Begin Task input

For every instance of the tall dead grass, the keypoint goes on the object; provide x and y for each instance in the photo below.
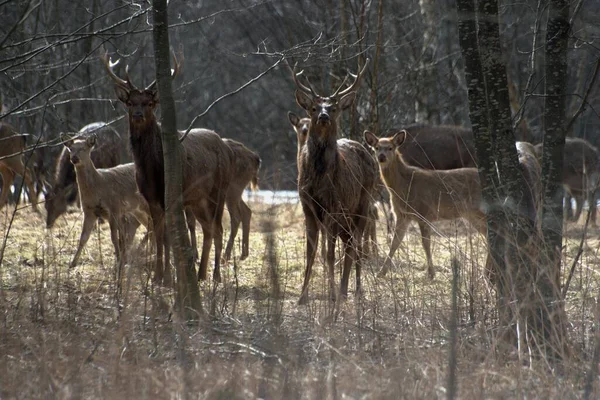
(69, 334)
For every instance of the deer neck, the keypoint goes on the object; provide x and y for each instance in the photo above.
(397, 171)
(322, 154)
(87, 178)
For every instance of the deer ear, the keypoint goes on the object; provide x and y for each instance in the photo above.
(371, 139)
(66, 139)
(346, 100)
(304, 100)
(294, 119)
(122, 94)
(398, 138)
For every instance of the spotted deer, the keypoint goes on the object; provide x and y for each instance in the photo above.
(208, 164)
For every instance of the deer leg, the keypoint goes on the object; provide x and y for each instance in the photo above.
(426, 242)
(401, 225)
(7, 179)
(217, 228)
(158, 228)
(329, 245)
(246, 213)
(190, 219)
(349, 258)
(580, 199)
(86, 230)
(234, 217)
(312, 241)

End Task input

Stated task
Rewrite the listing above as a JSON array of strings with one string per line, skipping blank lines and leaving out the pictures.

Final result
[
  "For every instance of the tall dead grass, the keypoint goes on the object; provide x and y for each instance in the photo below.",
  "(69, 334)",
  "For every instance of the deer neck, the keypoint goes on the object; provide x and y for each instance in the photo above.",
  "(397, 171)",
  "(322, 154)",
  "(87, 178)",
  "For every instance of the deer ear, the keypoint goes on the object; provide x and y for each instance in the photo above.",
  "(371, 139)",
  "(66, 139)",
  "(346, 100)",
  "(304, 100)",
  "(294, 119)",
  "(122, 94)",
  "(398, 138)",
  "For every instance of the spotted deer, the keypoint goes on the object; provide x and y for each instance in the photo above.",
  "(208, 164)",
  "For every instance of the deer leg, the keypoint goes on the object; provide x and y for each instance in the photo above.",
  "(426, 242)",
  "(401, 225)",
  "(7, 179)",
  "(217, 228)",
  "(158, 228)",
  "(329, 245)",
  "(246, 213)",
  "(190, 219)",
  "(349, 258)",
  "(580, 199)",
  "(86, 230)",
  "(234, 217)",
  "(312, 241)"
]